- Task -
From the first line of the entries below through the line holding "Target: tree", write out every line exactly, please, and leave out the pictures.

- Records for this exercise -

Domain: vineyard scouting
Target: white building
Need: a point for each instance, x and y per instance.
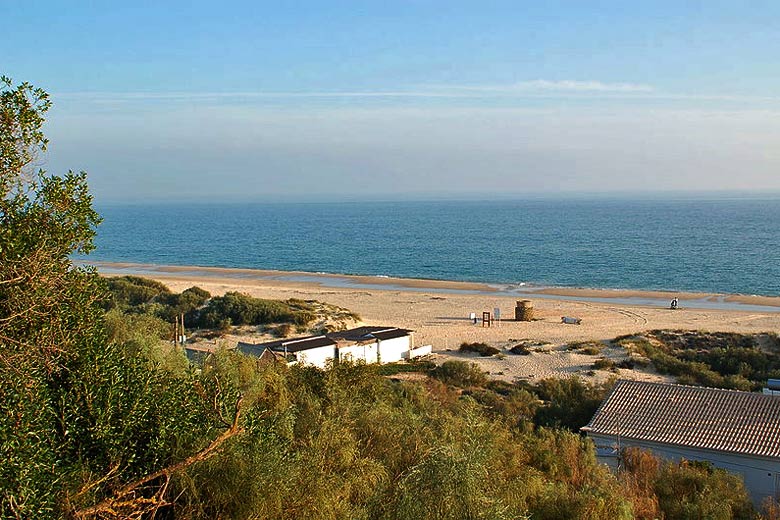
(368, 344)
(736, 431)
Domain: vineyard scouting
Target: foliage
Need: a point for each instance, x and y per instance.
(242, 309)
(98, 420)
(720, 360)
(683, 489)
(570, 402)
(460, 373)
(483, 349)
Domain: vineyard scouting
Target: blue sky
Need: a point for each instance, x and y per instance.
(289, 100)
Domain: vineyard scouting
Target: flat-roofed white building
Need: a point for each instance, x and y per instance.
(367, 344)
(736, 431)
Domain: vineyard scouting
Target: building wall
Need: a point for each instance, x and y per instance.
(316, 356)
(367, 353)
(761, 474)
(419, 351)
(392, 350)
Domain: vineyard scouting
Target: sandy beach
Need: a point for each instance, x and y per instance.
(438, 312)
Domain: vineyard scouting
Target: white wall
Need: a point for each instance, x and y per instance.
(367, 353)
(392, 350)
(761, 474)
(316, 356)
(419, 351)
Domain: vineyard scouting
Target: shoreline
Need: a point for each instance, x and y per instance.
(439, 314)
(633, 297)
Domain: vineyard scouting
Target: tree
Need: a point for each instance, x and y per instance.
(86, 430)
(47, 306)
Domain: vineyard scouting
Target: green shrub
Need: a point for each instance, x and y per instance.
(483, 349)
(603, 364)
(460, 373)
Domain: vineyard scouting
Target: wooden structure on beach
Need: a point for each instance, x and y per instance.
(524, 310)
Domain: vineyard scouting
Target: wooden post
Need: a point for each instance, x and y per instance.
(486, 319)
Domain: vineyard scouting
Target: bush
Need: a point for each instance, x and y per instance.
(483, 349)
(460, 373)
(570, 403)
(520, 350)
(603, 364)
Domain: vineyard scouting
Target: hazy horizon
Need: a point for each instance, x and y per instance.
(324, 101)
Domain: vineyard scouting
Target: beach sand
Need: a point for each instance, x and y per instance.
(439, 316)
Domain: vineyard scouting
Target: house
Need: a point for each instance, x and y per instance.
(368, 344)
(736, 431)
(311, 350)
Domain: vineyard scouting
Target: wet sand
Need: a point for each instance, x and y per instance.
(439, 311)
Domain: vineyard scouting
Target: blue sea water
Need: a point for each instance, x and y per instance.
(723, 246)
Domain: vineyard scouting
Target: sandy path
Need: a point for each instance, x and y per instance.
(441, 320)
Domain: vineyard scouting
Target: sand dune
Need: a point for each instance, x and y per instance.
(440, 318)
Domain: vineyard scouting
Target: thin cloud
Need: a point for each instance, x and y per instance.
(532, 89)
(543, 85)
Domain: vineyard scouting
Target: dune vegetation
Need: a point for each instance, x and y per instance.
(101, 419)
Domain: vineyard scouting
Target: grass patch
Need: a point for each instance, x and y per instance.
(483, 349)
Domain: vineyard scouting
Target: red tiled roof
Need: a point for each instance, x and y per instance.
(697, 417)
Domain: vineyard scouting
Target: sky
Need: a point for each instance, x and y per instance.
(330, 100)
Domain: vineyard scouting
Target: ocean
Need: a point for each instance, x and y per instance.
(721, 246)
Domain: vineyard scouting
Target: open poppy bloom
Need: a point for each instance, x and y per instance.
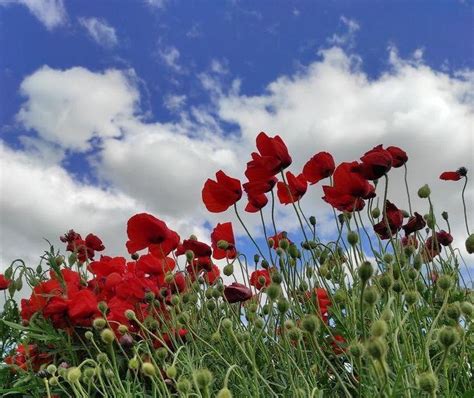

- Solution -
Domain: vineyard scouting
Target: white building
Need: a point for each instance, x and y per instance.
(368, 344)
(736, 431)
Domain: vineyard scouting
Target: foliage
Need: a point for each instance, x and y per instance.
(242, 309)
(98, 420)
(720, 360)
(683, 489)
(570, 402)
(460, 373)
(483, 349)
Domain: vineyard scouting
Target: blue sky
Need: a point for each instance, x and y per instance.
(289, 100)
Domain: vineyard scouting
Target: flat-roofed white building
Need: a point for each instance, x and y per instance.
(367, 344)
(736, 431)
Domain: vineyard scouting
Target: building wall
Need: a point for each instance, x and y per instance.
(316, 356)
(367, 353)
(761, 474)
(419, 351)
(392, 350)
Domain: vineyard scouting
Target: sandy beach
Need: a point for each instance, x and y per instance.
(438, 312)
Domain: vineyard scouting
Target: white wall
Need: a point for each instance, x and y per instance.
(367, 353)
(392, 350)
(761, 474)
(316, 356)
(419, 351)
Domain: vineyard scouting
Target: shoreline
Need: a point for each instance, x and y per instance.
(439, 314)
(633, 297)
Domain: vineyard scouting
Target: tree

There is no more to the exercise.